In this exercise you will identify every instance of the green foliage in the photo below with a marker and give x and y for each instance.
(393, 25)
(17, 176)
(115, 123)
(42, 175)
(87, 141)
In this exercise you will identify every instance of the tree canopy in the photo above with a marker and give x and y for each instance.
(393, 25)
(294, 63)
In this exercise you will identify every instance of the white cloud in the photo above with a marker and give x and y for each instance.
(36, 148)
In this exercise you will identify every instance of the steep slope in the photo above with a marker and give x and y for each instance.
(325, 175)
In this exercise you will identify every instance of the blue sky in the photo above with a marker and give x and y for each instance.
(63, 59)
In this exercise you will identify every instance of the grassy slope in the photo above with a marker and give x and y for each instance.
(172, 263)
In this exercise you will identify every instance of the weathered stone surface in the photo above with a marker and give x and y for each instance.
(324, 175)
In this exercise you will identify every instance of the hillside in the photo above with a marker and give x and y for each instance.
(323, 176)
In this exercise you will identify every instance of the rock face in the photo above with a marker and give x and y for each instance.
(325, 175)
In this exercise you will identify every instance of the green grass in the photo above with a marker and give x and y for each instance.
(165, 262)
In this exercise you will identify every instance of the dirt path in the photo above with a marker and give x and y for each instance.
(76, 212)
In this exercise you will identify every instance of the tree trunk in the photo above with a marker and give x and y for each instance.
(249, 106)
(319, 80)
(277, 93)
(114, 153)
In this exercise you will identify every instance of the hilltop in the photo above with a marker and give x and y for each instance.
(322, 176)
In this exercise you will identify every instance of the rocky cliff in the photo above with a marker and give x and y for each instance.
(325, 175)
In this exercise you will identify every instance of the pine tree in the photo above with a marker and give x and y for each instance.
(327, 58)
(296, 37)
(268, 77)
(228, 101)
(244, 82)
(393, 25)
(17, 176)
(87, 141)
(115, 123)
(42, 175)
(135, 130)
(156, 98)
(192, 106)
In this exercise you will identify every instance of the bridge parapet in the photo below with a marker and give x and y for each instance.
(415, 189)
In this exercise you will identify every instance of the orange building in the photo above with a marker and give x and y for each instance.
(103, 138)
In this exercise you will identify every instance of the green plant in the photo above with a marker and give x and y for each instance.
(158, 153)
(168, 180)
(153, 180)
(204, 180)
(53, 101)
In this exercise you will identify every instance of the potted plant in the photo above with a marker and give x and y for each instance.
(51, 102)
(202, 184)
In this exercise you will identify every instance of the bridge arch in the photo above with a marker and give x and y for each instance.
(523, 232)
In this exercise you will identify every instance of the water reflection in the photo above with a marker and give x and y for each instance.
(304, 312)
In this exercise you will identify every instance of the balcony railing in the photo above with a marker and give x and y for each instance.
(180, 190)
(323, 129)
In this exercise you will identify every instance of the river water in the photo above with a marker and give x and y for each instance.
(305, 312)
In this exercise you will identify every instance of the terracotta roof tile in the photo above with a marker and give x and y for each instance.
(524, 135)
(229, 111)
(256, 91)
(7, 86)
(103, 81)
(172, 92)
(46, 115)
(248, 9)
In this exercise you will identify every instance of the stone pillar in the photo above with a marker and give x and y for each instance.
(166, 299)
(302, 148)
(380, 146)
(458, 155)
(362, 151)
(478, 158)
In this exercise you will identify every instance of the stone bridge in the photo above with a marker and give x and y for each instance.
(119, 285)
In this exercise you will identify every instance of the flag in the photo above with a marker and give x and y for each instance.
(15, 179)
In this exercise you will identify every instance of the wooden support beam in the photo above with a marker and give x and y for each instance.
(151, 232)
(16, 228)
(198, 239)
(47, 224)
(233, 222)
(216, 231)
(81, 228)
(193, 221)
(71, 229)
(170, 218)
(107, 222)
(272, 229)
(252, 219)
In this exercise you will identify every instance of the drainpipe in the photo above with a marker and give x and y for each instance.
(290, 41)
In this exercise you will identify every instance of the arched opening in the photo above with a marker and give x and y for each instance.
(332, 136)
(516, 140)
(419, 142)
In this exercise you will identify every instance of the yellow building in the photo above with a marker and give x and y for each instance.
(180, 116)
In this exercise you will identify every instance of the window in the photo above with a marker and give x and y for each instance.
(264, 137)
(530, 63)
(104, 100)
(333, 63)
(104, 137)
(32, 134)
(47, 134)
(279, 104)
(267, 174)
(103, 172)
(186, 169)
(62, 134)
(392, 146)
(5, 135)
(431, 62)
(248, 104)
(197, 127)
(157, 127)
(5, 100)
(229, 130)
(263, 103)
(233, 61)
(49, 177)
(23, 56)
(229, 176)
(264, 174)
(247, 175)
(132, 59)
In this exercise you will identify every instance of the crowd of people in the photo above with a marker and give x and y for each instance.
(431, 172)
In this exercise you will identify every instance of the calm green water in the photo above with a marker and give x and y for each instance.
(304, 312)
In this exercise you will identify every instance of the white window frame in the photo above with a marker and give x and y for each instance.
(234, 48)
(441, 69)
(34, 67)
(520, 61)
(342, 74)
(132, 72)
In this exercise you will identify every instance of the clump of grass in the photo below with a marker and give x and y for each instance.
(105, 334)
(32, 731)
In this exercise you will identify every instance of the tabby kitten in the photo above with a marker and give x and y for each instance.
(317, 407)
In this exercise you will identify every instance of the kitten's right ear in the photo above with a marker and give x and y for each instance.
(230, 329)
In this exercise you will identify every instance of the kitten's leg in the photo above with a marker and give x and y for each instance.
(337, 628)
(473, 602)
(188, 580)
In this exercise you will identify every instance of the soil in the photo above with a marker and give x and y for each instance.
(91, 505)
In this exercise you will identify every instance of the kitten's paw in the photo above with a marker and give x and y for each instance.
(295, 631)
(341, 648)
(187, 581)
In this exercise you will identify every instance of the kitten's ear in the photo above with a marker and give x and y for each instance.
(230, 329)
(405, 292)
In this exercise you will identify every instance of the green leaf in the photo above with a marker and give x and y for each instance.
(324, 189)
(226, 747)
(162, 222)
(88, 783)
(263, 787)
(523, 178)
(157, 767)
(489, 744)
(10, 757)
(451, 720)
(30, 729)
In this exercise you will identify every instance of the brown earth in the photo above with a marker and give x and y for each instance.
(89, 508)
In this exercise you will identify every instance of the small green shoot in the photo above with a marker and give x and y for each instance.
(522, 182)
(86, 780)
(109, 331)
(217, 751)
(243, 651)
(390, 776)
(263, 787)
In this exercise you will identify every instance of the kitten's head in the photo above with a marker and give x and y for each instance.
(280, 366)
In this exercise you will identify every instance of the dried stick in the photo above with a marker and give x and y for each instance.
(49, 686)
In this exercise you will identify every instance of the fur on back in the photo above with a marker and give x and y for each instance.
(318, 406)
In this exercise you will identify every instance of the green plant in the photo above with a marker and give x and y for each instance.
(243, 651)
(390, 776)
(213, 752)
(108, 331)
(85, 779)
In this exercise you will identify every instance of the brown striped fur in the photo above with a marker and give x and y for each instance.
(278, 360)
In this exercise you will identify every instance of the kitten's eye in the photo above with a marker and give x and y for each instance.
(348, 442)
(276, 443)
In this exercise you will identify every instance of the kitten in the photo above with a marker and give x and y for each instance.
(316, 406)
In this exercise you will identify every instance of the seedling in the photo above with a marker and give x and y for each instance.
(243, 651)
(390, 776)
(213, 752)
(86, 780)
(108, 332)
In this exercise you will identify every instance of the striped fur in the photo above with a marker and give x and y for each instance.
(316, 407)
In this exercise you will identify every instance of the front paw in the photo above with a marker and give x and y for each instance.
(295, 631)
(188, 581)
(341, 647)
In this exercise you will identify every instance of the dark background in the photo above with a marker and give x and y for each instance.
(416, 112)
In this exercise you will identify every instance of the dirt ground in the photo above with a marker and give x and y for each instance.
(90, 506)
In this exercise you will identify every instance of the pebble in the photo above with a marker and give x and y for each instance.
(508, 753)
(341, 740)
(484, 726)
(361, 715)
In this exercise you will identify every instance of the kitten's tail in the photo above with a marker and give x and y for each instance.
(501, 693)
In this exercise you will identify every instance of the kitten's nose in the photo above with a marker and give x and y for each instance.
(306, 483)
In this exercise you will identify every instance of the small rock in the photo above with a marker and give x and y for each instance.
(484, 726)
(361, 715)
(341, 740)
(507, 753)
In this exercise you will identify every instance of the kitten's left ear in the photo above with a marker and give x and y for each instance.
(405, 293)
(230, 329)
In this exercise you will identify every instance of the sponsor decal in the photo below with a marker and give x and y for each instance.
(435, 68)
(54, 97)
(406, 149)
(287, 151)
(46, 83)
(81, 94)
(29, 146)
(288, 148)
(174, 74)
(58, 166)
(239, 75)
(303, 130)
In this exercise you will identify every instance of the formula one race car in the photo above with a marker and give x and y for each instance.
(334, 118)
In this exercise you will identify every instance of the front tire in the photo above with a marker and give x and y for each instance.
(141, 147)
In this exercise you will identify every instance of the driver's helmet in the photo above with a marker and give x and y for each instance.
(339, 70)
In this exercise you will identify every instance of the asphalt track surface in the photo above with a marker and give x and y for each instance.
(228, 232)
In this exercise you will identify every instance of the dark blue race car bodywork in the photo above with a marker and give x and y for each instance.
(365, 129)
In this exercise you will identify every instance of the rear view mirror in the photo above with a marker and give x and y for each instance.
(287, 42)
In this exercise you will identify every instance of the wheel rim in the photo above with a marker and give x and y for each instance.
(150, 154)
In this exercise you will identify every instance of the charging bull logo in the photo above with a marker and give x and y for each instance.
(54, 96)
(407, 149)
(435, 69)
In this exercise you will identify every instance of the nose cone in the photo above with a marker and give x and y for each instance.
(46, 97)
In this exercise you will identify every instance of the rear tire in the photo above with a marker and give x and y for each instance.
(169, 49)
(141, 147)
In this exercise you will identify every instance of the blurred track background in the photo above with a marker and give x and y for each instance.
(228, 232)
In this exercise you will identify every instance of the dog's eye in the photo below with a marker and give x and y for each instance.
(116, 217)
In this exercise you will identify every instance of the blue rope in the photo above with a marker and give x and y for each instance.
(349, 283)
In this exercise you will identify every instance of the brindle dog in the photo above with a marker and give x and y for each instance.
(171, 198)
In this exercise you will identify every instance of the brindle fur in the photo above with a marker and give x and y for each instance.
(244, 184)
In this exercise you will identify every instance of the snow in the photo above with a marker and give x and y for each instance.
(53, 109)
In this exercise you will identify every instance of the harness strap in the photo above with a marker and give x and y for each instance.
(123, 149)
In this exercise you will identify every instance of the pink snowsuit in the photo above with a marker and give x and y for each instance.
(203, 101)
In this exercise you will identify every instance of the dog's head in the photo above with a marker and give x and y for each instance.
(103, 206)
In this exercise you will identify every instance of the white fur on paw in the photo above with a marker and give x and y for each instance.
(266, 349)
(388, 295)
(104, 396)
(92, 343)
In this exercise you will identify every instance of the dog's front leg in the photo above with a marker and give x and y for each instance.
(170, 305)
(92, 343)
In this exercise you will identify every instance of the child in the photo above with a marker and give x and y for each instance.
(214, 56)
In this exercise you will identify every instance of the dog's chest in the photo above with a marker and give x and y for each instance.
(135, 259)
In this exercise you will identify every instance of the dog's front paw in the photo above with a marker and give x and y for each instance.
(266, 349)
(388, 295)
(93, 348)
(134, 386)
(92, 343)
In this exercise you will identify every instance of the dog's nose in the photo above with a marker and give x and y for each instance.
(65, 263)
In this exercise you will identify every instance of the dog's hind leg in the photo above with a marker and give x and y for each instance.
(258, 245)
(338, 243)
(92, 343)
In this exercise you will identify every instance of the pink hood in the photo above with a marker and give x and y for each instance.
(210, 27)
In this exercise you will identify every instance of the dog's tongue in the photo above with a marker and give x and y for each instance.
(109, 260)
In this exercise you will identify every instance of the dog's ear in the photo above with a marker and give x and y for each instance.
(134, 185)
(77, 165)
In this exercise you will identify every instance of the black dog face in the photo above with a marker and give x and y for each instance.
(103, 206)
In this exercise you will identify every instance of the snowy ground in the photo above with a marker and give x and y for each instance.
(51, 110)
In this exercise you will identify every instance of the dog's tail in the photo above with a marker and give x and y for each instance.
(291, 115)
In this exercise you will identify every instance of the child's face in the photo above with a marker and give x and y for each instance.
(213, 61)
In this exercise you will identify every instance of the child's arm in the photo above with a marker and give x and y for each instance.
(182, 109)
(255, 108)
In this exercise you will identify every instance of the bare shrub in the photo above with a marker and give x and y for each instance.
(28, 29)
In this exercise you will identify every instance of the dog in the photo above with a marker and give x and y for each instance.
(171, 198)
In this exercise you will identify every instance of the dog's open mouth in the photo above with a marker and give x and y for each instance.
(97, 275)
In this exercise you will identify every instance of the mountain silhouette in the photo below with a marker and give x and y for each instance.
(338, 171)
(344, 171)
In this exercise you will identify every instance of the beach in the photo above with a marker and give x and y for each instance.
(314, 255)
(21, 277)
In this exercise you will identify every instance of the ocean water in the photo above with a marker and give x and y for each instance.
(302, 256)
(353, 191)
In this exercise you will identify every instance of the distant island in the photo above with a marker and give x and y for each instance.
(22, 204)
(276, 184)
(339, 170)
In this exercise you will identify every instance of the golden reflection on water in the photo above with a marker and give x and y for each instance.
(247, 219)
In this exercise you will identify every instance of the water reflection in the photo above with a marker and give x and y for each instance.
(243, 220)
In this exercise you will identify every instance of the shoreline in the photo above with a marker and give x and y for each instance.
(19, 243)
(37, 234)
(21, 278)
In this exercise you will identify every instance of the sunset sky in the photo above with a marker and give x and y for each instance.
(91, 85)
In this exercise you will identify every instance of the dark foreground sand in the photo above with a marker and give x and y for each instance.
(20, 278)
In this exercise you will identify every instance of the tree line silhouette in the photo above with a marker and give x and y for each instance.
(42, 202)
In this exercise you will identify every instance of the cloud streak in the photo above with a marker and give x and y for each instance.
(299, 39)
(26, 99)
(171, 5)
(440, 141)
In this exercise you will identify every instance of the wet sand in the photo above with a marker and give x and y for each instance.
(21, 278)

+===+

Begin with the line that contains "the dark foreground" and end with the last line of the records; set down every line in that span exactly, and nothing else.

- ANSWER FOR THIS EXERCISE -
In this exercise you will identify every instance of the dark foreground sand in the photo above with a marker and give x and y for each instance.
(20, 278)
In this exercise you will identify every instance of the tree line silhouette in the photo above with a marker and give x and y for each instance.
(42, 202)
In this exercise you will identify every instance of the cloud streak in the photo above with a marker and give x and y for each instance.
(299, 39)
(26, 99)
(171, 5)
(440, 141)
In this exercise you will identify every instance of the wet sand in the photo above with a marker and give x and y for each instance.
(21, 278)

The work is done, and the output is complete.